Dans l'extrait d'entretien sur la réalisation de clips ci-dessous, relevez toutes les personnes désignées par leur nom, sans répéter un même nom.

§ **EXTRAIT CHOISI**:
★ ★ ★ ★ ★

Justement, le fait que Booba, pris à Miami, n’apparaisse pas dans “Jimmy” c’était une pression en moins. Ça m’a permis de réaliser le clip avec beaucoup plus de liberté. Vu le succès du clip, c’était plus facile d’enchaîner ensuite avec Kaaris.La confiance était là et travailler avec l’artiste sur le plateau n’était plus si difficile. Ça s’est donc parfaitement goupillé, pas à pas, de difficultés en difficultés.
À quel moment t’es tu mis à faire des clips ?
Avec mon co-réal’ de l’époque, Lio, on a commencé il y a près de 10 ans maintenant. Je commence à me faire vieux (rires). À l’époque, on avait fait un clip non-officiel pour Booba x Yuksek sur le son “Salade-Tomate-Oignon”, tourné avec nos propres moyens pour nous faire remarquer. Ça a plutôt bien marché.
Selon toi, comment un réalisateur s’adapte à l’univers d’un gros artiste ?
Pour moi, cela coule de source. Un artiste s’exprime à travers ses sons. Et ce sont ces sons que nous illustrons en tant que réalisateur. Il est donc logique que ce que nous écrivons pour un titre colle à la vision de l’interprète. Je vois tout cela de façon extrêmement fluide et cohérente. Si un clip colle avec ce qu’évoque une chanson, cela correspondra obligatoirement avec l’univers de l’artiste qui a écrit cette même chanson. En tout cas, c’est ma façon de procéder. J’écris pour un morceau, pour une ambiance musicale, pas pour un artiste. Cela lui correspondra naturellement après, si on a tous bien fait notre travail.

★ ★ ★ ★ ★

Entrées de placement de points
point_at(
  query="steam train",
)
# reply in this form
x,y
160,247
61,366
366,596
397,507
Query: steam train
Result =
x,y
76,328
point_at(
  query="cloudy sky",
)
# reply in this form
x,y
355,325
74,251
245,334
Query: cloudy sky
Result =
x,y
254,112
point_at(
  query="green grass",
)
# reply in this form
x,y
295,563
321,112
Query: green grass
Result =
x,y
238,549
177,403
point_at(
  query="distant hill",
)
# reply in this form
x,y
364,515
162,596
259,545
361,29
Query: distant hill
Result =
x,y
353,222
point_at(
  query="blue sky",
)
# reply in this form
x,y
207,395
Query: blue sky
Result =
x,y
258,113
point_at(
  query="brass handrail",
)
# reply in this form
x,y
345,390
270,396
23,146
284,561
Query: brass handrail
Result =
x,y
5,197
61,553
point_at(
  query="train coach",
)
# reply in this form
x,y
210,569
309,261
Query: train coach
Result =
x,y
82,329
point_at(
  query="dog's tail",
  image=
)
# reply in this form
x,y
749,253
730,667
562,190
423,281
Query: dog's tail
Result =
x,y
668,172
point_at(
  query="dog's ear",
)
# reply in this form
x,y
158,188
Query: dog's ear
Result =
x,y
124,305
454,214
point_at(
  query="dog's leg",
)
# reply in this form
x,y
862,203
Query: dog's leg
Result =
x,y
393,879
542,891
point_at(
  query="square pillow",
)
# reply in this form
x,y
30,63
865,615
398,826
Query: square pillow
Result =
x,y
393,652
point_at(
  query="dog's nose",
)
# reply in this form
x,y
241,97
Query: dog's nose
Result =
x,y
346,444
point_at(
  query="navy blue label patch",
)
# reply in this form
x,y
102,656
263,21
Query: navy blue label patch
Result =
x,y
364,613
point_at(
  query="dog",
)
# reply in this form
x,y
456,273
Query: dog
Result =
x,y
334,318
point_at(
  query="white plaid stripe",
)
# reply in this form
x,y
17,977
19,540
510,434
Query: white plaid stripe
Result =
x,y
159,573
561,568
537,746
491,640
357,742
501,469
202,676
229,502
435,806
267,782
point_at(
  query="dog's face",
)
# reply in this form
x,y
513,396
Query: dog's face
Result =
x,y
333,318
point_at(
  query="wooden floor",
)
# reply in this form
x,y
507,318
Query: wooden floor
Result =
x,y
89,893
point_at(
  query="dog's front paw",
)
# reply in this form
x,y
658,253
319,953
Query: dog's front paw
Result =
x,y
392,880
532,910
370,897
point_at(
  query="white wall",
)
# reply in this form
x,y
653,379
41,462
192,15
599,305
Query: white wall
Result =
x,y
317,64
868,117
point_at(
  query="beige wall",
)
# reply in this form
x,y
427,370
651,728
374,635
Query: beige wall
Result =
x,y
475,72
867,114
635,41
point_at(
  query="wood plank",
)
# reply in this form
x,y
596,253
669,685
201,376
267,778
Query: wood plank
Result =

★ ★ ★ ★ ★

§ **RÉPONSE ATTENDUE**: Booba, Kaaris, Lio, Yuksek